**** RAW RECORDS

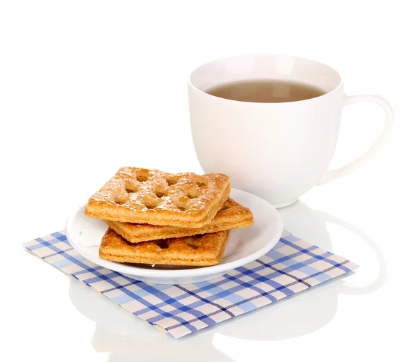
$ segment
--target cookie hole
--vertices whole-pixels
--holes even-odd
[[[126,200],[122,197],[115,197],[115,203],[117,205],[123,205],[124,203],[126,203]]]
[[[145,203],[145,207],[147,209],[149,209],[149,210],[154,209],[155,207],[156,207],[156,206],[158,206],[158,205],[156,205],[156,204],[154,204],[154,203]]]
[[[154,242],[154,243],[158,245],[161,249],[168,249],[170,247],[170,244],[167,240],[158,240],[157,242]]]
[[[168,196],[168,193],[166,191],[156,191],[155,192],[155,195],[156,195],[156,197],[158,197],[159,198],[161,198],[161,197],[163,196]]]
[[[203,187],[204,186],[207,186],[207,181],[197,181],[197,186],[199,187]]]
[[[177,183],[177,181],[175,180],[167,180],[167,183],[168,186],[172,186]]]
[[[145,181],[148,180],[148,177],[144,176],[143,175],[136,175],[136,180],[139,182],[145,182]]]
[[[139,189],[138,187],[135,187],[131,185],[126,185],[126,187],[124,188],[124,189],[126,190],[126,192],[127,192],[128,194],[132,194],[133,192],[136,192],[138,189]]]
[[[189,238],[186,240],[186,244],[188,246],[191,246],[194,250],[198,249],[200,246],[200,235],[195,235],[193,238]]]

********
**** RAW RECORDS

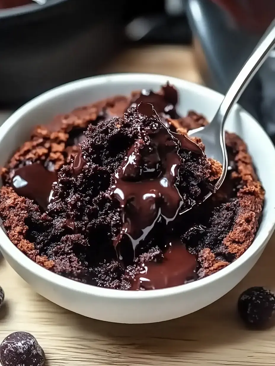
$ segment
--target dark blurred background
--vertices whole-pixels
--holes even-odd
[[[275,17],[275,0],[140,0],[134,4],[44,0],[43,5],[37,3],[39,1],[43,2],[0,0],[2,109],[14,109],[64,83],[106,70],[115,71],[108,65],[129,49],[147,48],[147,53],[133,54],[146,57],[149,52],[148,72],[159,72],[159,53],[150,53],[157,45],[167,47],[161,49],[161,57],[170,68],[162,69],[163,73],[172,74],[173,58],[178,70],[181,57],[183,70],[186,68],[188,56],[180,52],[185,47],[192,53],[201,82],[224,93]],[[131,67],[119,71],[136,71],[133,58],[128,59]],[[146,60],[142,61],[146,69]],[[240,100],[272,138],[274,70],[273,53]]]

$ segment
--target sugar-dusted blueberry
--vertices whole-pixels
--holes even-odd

********

** TO DO **
State how many lines of the records contain the string "target", with case counting. Reply with the number only.

** CORRECT OUTPUT **
3